Stated task 1. Rescale the entries from the line with "Practice step: locate the white car" through the end of the entries, and give only those lines. Repeat every line, requests included, with each x and y coordinate in the answers multiplied by 0.35 and rounded to a whole number, halves rounding up.

Actually you are a bit off.
I don't usually scalp but let me tell you this, when 3DS was sold out this past holiday. I drove out in below 0 degree weather during a snow storm and bought them all where I could find in stores within 150 miles. Me and my brother slept in the car at night in the cold. Sure the people who bought our 3DS paid more than MSRP but they didn't have to go out in the cold to look for them and even if they looked, they might not find it. So we did provide them a good service.
Nothing really forces people to pay inflated prices for plastic shit. You're fucking dumb to pay like $300 or whatever for stuff like the NES classic or hatchimals, but people do. That's on them.
Just pass or wait for the demand to die down. Or go wait in line at 3 am too.
Whatever makes you sleep better at night lol.
What about the people who also went out in 0 degree weather but couldn't get one because you bought them all up?
Bully for them I guess eh?
Scalpers are fucking leeches and scumbags. That being said, if you've got no other choice it's better than starving.
A fool and their money are easily parted.
If you are so desperate that you can't wait for supply to increase and prices to drop, or you're incapable of teaching your kids patience, then I've got little sympathy for those who buy from scalpers.
I'm enjoying the discussion, and I'll agree on that front as well.
But let me play devil's advocate. So a really popular on the go oil brand is selling for a difference price online than in retail ( no idea why), and on Amazon itself it is sold out. A few people contacted me directly because they bought the item online from me before, and was willing to pay the price of what it was going online. Am I now helping those ten people, and also Amazon fulfillment center workers have more task to do? In effect having the same outcome you wanted.
I am still hurting those retail individuals though base on your example.
And if the supply is rare and limited by design?
My answer to the last individual is what I would partially put to kind of get the ball rolling.
Now I want to kind of know your opinion on just retail arbitrage individuals. People who buy deals they find, and just sell online at MSRP and current market.
They're scum.
I don't care about the people willing to pay a higher price or whatever.
But when you can't buy something because opportunistic arseholes have gotten in there to make a profit that is shit.
Like concert tickets. They sell out immediately because of bot users etc. And then on reselling sites the tickets are listed at inflated prices.

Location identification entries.
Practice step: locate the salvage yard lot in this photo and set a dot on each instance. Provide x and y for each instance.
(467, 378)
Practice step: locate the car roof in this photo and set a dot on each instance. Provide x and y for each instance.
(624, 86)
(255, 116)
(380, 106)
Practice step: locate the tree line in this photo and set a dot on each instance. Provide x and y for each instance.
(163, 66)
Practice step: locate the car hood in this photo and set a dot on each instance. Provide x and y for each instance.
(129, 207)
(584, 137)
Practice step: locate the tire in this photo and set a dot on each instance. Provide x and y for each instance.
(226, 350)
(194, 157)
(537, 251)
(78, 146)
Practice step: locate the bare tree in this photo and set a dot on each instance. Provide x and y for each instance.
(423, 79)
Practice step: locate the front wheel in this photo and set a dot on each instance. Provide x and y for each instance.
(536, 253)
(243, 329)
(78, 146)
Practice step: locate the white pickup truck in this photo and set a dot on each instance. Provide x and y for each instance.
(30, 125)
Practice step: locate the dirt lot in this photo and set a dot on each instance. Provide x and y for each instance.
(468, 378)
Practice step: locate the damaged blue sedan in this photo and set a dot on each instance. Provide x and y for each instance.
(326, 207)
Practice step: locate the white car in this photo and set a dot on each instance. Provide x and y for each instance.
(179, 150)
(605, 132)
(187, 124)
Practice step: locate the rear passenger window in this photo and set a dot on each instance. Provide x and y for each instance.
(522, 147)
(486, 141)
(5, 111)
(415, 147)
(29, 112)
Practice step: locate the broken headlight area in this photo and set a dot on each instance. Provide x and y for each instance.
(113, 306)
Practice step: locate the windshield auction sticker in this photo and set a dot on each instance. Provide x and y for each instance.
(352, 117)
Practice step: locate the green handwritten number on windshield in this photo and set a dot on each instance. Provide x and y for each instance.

Stated task 2. Retype the passage from the discussion about scalpers word for word, from "Nothing really forces" to "at 3 am too.".

Output 1.
Practice step: locate the white car in this photo and set a dot on each instance. Provide x and y for each instance.
(63, 53)
(212, 46)
(65, 43)
Practice step: locate the rear passenger window in this photo and set a dot on each instance. Provide x and y for each instance.
(183, 51)
(170, 49)
(2, 39)
(145, 51)
(10, 39)
Practice step: locate the broken headlight area in this photo and set a dot on each instance. Provide x and y for each instance.
(40, 107)
Practice step: locate the windshield auction sticker in this photo and set a dot on each instance. Provide x and y for each instance.
(123, 41)
Practice step: locate the green handwritten number on windshield in this photo and set a dot on each instance. Provide x and y for each instance.

Output 2.
Nothing really forces people to pay inflated prices for plastic shit. You're fucking dumb to pay like $300 or whatever for stuff like the NES classic or hatchimals, but people do. That's on them.
Just pass or wait for the demand to die down. Or go wait in line at 3 am too.